Anyone who rents a house, apartment, or mobile home is a tenant. Renting, also called leasing, is an arrangement by which a landlord gives a tenant temporary possession and use of property for rent, and the tenant agrees to pay rent and to return the property to the landlord at a future time. If a person rents a sleeping, motel or hotel room for four (4) weeks in a row or more, you are a “tenant” under law.

The law stated in this pamphlet applies to public housing (such as Lakota Homes, Section 8 and HUD housing) landlord/tenant relationships, as well as private ones. Public Housing tenants also need to look to their lease, as they have added rights and duties under federal law and rules.

What about discrimination by a landlord?

Persons leasing a dwelling should also be aware that Federal law prohibits, with few exceptions, a landlord from discriminating against any person in the rental of a dwelling, or the terms, conditions, or services of the rental, on the basis of race, color, religion, sex, or national origin of the tenant. There are also added legal rights for disabled tenants. If you believe you have been discriminated against, see an attorney or contact the Federal Department of Housing and Urban Development (HUD).

The Lease

What is a written lease?

Written leases usually state the most important terms of a rental agreement, including the length of the rental period the amount of rent, and the notice necessary to end the lease. Tenants need to read each word of any paper he/she signs. Make sure it states the terms of the lease to which the tenant and landlord agreed. The tenant needs to decide if he/she is willing to rent the unit under the lease’s terms. If the tenant has questions, they need to ask the landlord or see an attorney. If the tenant does not like the answers or does not like the lease, he/she can refuse to rent the unit or get the landlord to change or add to the lease before it is signed. Any changes or additions to the lease must be made before it is signed. Any changes in the terms of the lease must be initialed by both the landlord and the tenant to be effective. The tenant should be sure to keep a copy of the lease in a safe place, where it can be found when needed.

How do oral (unwritten) leases work?

Sometimes, there is no written lease. Then the rental period runs for the period of time for which rent is paid. If no rental period is stated in a written lease, this also applies. For example, if rent is paid once a month, then the lease is on a “month-to-month” basis. This means that the tenant must give the landlord one months notice prior to moving out, and the landlord must give the tenant one months notice in order to end the lease and have the tenant move.

How can a landlord change the lease?

The landlord can raise the rent or change other conditions of an oral or written lease, but only if the landlord gives written notice of the change, to the tenant, thirty (30) days before the change occurs. This notice must be given at the time the rent is due. The tenant may refuse to agree with the change of the lease and move from the rental unit before the change takes effect. To do so the tenant must give notice that he/she is moving, to the landlord within fifteen (15) days of the landlord’s written notice of the change in the lease.

Remember: If you do not understand the terms of a lease, written or oral, be sure to ask questions and if needed get legal advice from an attorney.

Can the landlord enter the rental unit?

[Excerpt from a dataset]

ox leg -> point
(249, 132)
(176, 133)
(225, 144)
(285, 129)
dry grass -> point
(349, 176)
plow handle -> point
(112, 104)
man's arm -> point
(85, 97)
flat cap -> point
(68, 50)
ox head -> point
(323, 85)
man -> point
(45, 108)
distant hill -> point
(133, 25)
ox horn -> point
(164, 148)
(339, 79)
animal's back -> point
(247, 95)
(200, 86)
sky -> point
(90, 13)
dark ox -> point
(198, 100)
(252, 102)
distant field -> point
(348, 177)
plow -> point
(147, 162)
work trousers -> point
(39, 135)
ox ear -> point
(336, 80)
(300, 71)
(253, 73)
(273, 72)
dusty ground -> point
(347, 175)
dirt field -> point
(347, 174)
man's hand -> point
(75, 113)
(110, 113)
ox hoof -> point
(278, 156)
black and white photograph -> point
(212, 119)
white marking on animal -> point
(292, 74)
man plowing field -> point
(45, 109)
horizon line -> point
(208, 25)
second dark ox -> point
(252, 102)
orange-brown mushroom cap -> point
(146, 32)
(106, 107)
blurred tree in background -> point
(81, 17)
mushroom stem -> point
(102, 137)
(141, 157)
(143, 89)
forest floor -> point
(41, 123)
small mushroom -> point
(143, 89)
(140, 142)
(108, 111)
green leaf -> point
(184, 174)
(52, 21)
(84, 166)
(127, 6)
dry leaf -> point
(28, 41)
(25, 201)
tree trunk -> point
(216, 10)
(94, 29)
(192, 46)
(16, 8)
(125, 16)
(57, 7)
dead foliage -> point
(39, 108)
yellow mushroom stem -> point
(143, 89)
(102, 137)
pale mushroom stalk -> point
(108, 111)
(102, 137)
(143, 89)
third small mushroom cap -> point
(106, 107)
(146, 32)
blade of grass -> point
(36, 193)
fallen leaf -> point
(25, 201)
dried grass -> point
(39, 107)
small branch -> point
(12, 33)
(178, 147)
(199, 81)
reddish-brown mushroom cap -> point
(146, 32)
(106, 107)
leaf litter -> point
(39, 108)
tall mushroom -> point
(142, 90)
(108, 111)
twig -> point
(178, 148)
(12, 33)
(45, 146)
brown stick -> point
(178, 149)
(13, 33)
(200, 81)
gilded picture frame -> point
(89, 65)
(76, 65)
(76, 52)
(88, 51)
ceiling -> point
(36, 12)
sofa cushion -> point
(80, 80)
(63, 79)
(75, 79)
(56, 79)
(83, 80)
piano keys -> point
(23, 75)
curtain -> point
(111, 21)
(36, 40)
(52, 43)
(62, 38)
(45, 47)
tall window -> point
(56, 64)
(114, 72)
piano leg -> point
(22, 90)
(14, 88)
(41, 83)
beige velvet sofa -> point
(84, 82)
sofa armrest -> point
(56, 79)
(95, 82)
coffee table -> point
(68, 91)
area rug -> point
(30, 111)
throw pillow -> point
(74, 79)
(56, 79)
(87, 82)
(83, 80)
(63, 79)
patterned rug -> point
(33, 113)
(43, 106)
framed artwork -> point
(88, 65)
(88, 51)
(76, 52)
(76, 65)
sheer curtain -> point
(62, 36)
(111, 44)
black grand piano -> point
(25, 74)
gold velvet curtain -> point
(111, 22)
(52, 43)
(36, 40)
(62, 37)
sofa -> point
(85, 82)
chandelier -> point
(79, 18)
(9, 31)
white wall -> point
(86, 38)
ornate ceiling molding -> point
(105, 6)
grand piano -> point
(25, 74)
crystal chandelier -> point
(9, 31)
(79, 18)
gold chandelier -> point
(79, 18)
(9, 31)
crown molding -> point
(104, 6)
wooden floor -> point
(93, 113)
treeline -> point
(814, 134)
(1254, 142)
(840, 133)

...

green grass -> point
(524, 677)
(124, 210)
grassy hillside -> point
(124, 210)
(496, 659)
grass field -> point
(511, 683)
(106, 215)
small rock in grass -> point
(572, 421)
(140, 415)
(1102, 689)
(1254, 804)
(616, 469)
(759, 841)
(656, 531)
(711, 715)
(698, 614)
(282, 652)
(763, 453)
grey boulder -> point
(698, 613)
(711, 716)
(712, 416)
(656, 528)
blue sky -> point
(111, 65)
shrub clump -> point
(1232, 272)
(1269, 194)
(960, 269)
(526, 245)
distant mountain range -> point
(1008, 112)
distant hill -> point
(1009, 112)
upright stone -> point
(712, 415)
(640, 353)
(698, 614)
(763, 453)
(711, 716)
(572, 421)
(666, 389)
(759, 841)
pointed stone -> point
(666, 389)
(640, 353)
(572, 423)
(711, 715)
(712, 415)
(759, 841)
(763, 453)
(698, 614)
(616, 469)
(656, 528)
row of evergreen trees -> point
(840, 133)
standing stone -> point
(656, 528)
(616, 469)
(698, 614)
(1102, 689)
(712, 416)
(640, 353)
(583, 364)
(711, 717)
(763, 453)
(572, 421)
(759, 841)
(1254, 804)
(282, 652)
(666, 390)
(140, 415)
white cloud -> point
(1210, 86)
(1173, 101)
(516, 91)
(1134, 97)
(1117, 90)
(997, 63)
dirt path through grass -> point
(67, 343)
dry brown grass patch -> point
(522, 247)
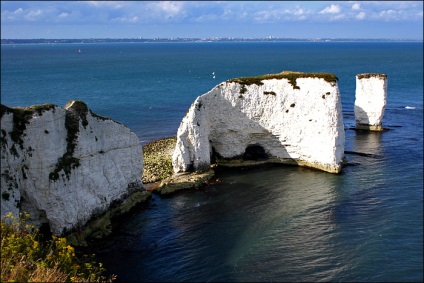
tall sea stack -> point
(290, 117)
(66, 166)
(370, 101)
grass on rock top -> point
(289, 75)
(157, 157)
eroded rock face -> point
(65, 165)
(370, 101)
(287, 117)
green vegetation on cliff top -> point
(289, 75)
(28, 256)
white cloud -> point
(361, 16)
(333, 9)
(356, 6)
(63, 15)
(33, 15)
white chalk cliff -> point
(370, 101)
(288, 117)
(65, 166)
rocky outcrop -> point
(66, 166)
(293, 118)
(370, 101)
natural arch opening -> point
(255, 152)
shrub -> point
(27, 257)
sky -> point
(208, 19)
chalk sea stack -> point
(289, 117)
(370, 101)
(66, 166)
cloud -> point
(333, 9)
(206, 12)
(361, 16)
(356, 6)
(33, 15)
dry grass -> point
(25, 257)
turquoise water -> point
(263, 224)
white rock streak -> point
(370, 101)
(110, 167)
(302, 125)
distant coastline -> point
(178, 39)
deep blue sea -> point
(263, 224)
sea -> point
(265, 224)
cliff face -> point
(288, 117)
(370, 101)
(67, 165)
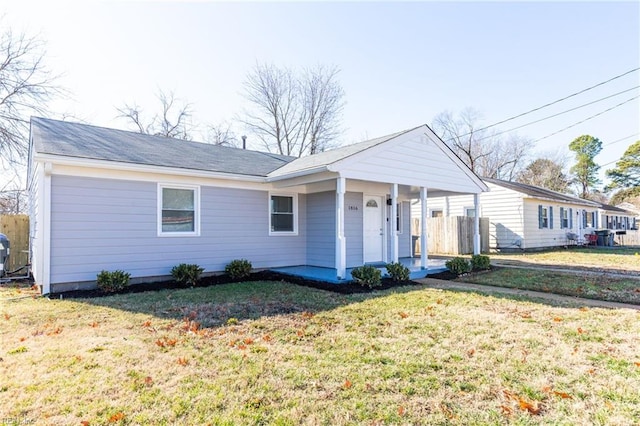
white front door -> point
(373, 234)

* * *

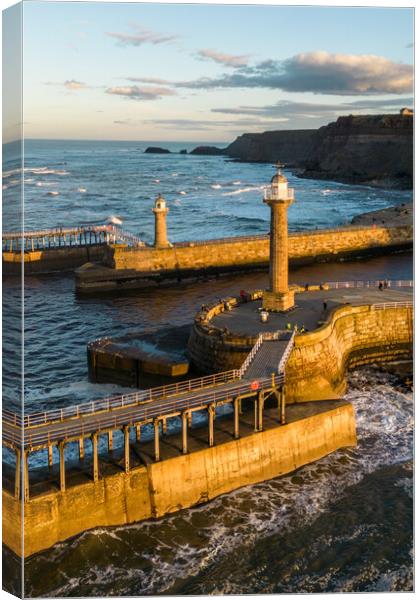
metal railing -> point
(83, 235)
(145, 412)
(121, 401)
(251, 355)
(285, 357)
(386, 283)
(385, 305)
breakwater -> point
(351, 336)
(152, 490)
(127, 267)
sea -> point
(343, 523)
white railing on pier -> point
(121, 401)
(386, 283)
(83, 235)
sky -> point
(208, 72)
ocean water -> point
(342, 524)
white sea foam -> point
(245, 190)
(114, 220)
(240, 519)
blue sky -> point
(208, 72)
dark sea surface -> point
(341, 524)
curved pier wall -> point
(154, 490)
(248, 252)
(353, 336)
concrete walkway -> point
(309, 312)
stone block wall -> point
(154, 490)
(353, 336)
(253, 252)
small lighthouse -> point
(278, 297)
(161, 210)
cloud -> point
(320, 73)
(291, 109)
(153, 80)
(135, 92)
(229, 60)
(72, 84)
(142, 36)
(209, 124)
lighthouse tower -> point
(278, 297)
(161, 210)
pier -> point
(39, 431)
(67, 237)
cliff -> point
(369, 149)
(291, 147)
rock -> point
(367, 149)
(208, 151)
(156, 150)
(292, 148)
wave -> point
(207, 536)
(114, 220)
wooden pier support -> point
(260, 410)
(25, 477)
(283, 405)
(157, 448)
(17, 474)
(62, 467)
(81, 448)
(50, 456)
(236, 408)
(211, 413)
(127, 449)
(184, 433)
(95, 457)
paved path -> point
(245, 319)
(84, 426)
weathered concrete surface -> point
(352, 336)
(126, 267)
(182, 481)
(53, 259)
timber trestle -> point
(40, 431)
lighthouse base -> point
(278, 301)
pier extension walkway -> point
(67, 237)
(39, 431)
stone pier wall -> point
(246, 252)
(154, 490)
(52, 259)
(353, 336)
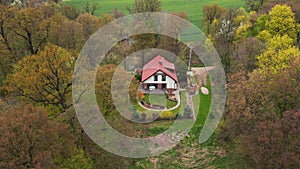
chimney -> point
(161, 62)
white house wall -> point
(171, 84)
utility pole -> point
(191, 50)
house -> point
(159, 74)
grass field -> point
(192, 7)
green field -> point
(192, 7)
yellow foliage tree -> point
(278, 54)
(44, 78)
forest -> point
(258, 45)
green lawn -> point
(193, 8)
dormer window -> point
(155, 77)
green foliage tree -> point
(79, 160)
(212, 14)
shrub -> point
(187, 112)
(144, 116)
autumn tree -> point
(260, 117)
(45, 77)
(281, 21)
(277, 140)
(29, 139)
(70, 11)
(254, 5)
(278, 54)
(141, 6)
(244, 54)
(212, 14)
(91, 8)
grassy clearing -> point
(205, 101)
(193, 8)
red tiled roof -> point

(WHAT YOU WILL DO)
A) Using the pamphlet on renting, decide whether each statement agrees with it: (i) a person who rents a motel room for four weeks in a row counts as a tenant under law; (ii) a change in lease terms takes effect once the tenant alone initials it; (iii) a tenant who rejects a lease change and plans to move must notify the landlord within thirty days of the landlord's written notice. Answer yes or no for each and quote the deciding words.
B) Print everything in the pamphlet on renting from "Anyone who rents" down to "by a landlord?".

(TASK-BY-TASK OUTPUTS)
A)
(i) Yes: "If a person rents a sleeping, motel or hotel room for four (4) weeks in a row or more, you are a “tenant” under law."
(ii) No: "Any changes in the terms of the lease must be initialed by both the landlord and the tenant to be effective."
(iii) No: "To do so the tenant must give notice that he/she is moving, to the landlord within fifteen (15) days of the landlord’s written notice of the change in the lease."

B)
Anyone who rents a house, apartment, or mobile home is a tenant. Renting, also called leasing, is an arrangement by which a landlord gives a tenant temporary possession and use of property for rent, and the tenant agrees to pay rent and to return the property to the landlord at a future time. If a person rents a sleeping, motel or hotel room for four (4) weeks in a row or more, you are a “tenant” under law.

The law stated in this pamphlet applies to public housing (such as Lakota Homes, Section 8 and HUD housing) landlord/tenant relationships, as well as private ones. Public Housing tenants also need to look to their lease, as they have added rights and duties under federal law and rules.

What about discrimination by a landlord?